▶ **RECORDS SUPPLIED**
□ □ □ □ □
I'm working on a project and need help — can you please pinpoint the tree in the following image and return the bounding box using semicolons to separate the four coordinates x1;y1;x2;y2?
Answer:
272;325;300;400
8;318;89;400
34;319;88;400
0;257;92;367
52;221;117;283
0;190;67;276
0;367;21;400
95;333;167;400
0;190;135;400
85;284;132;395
□ □ □ □ □
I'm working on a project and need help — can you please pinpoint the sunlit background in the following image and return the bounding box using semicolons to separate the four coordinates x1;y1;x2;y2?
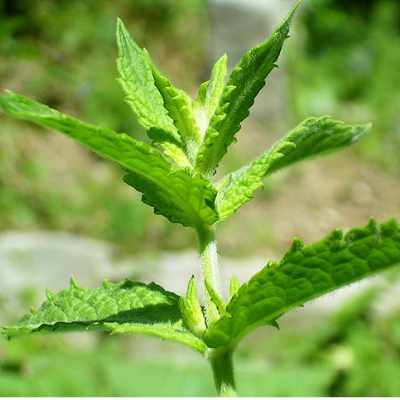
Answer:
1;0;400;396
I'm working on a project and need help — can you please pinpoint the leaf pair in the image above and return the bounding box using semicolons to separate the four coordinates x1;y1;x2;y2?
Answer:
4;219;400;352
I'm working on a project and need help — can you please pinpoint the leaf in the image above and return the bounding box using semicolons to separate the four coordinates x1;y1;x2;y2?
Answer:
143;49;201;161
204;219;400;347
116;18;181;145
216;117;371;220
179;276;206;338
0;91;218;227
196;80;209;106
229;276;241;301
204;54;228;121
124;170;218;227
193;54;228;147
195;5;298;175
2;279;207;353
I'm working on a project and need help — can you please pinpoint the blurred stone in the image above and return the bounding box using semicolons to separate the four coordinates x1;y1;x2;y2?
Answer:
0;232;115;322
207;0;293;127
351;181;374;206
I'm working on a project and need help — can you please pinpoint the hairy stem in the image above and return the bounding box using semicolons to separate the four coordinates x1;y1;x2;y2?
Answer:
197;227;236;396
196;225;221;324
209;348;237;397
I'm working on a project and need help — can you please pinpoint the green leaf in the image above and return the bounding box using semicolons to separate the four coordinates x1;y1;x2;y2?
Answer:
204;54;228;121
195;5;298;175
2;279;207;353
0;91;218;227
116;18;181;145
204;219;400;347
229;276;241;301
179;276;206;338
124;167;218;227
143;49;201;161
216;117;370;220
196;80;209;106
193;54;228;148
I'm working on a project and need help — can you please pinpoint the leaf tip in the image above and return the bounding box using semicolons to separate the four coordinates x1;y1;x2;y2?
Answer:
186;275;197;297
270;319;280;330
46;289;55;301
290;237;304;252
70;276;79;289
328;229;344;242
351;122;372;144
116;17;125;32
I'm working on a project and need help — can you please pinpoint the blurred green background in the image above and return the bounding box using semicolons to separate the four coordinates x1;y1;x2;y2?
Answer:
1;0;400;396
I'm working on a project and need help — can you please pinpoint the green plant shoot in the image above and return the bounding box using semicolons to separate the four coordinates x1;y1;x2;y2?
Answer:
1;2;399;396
□ □ □ □ □
▶ **HOW TO COMPLETE THIS TASK**
Please copy every line of the data that carries the string "blurred".

▶ **RESPONSE AREA**
I'm working on a project and need help — can you please pinpoint the blurred stone in the image above and return the bounding box using semicolons to separate the four coordinates x1;y1;x2;y2?
I'm working on a project and need help — can you please pinpoint the blurred green background in the image above and return the bounding box using semicolons to separate the four coordinates x1;y1;x2;y2?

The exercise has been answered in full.